TEXT BLOCK:
_ _ _ _ _
Three of the Cuban 5 — Gerardo Hernández, Fernando González and René González — served in Cuba’s internationalist forces there. Among the speakers will be José R. Cabañas Rodríguez, chief of the Cuban Interests Section — the equivalent of an embassy if the U.S. and Cuba had normal diplomatic relations — who also participated in Cuba’s internationalist campaign in Africa. Clips from “Cuba, an Africa Odyssey,” a documentary made by an Egyptian director for French and German TV, will be shown.
International solidarity
On June 3, the Central Trabajadores de Cuba — the Workers Central Union of Cuba — is holding a meeting at the theater of the Lazaro Pena workers’ school to coincide with a meeting of union members at Local 140 of the Postal Workers Union. Committees in solidarity with the Five in Canada, Mexico, Spain, Argentina and Ukraine also reported plans for actions in solidarity with the ones in Washington during the week.
A complete, updated schedule of events is available at theCuban5.org.
Unjustly incarcerated
Armed only with courage, the Cuban 5 tried to stop anti-Cuba terrorism by infiltrating the Florida anti-communist organizations that carried out hotel and restaurant bombings inside Cuba during the 1990s. This wave of bombings killed a young Italian man, Fabio DiCelmo, on Sept. 4, 1997. The exiles’ aim was to further destroy the blockaded Cuban economy by disrupting the tourism industry and starving the Cuban people into accepting U.S. capitalist domination.
Many of the Cuban 5’s supporters worldwide — not to mention the millions in Cuba — consider them real heroes who defended their country while carrying out a real battle against terror attacks on civilians in Cuba. For this the U.S. hit them with long prison sentences.
_ _ _ _ _
SOURCE RECORDS:
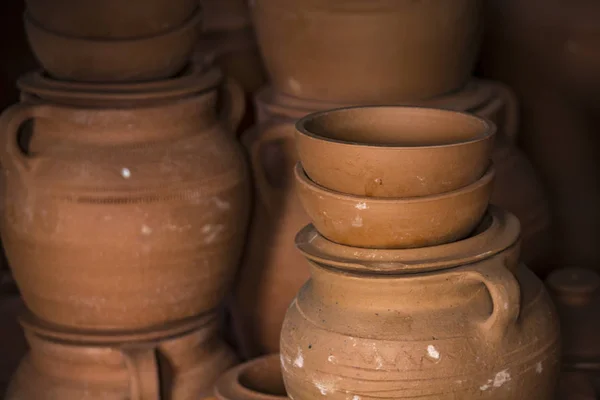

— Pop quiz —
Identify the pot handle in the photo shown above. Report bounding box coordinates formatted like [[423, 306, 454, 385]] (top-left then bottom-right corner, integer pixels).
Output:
[[0, 103, 48, 173], [121, 347, 160, 400], [497, 84, 520, 144], [249, 121, 294, 212], [221, 77, 246, 135], [448, 257, 521, 341]]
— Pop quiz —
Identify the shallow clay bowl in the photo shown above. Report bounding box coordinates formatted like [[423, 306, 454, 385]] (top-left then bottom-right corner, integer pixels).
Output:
[[294, 163, 495, 249], [296, 106, 496, 198], [25, 0, 198, 39], [25, 9, 201, 82]]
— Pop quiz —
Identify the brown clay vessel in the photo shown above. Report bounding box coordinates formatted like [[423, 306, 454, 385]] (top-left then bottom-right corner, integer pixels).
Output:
[[215, 354, 288, 400], [25, 9, 201, 82], [281, 207, 560, 400], [294, 163, 495, 249], [6, 315, 236, 400], [296, 106, 496, 198], [0, 70, 249, 331], [251, 0, 482, 104]]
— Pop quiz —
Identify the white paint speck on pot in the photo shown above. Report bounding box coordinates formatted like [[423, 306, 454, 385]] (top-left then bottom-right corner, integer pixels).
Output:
[[427, 344, 441, 360], [121, 168, 131, 179]]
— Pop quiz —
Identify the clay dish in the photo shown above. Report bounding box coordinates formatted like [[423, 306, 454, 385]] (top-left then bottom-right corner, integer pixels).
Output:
[[294, 163, 495, 249], [25, 9, 201, 82], [296, 106, 496, 198], [215, 354, 288, 400], [25, 0, 198, 39]]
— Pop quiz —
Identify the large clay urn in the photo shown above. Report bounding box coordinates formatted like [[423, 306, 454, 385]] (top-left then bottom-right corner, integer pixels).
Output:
[[6, 315, 236, 400], [233, 80, 550, 356], [281, 207, 560, 400], [0, 70, 249, 330], [250, 0, 482, 104]]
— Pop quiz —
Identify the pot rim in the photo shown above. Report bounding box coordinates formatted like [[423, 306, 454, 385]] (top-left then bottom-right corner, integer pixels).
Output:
[[295, 105, 497, 151], [23, 6, 203, 42], [294, 161, 496, 206]]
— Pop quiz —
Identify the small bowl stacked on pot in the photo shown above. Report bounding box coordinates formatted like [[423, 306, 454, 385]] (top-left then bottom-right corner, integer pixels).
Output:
[[295, 106, 496, 249]]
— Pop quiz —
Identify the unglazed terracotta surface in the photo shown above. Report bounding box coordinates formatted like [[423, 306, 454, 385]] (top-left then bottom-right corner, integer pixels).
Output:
[[215, 354, 288, 400], [296, 106, 496, 198], [25, 0, 198, 39], [0, 70, 249, 331], [281, 207, 560, 400], [294, 163, 495, 249], [251, 0, 482, 104], [6, 315, 236, 400], [232, 80, 550, 357], [25, 9, 202, 82]]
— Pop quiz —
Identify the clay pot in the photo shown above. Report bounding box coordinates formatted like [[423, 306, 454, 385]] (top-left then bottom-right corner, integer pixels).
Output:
_ _ _ _ _
PROBLEM SET:
**A.** Answer these from the text about the Cuban 5:
(i) Who is the chief of the Cuban Interests Section?
(ii) On what date was Fabio DiCelmo killed?
(iii) Which local of the Postal Workers Union is holding a meeting?
**B.** Return every line of the listing that contains the string "clay", where case counts.
The text and the listing have nothing to do with each other.

THE REPLIES:
**A.**
(i) José R. Cabañas Rodríguez
(ii) Sept. 4, 1997
(iii) Local 140

**B.**
Identify the shallow clay bowl in the photo shown above. Report bounding box coordinates formatted like [[423, 306, 454, 385]] (top-left then bottom-right corner, integer pixels).
Identify the brown clay vessel in the photo shown above. Report bounding box coordinates formatted like [[423, 306, 454, 385]] (top-left then bottom-right corner, integer pixels).
Identify the clay dish in the photo shown above. Report bounding box coordinates formatted like [[423, 306, 454, 385]] (top-left then bottom-right corner, integer pixels).
Identify the large clay urn in the photo shown above. Report bounding box coordinates formatted like [[423, 306, 454, 385]] (top-left then bottom-right corner, integer pixels).
Identify the clay pot in the photo shown above. Report bounding box coordinates formatted like [[423, 306, 454, 385]] (top-left then bottom-right corner, integer pixels).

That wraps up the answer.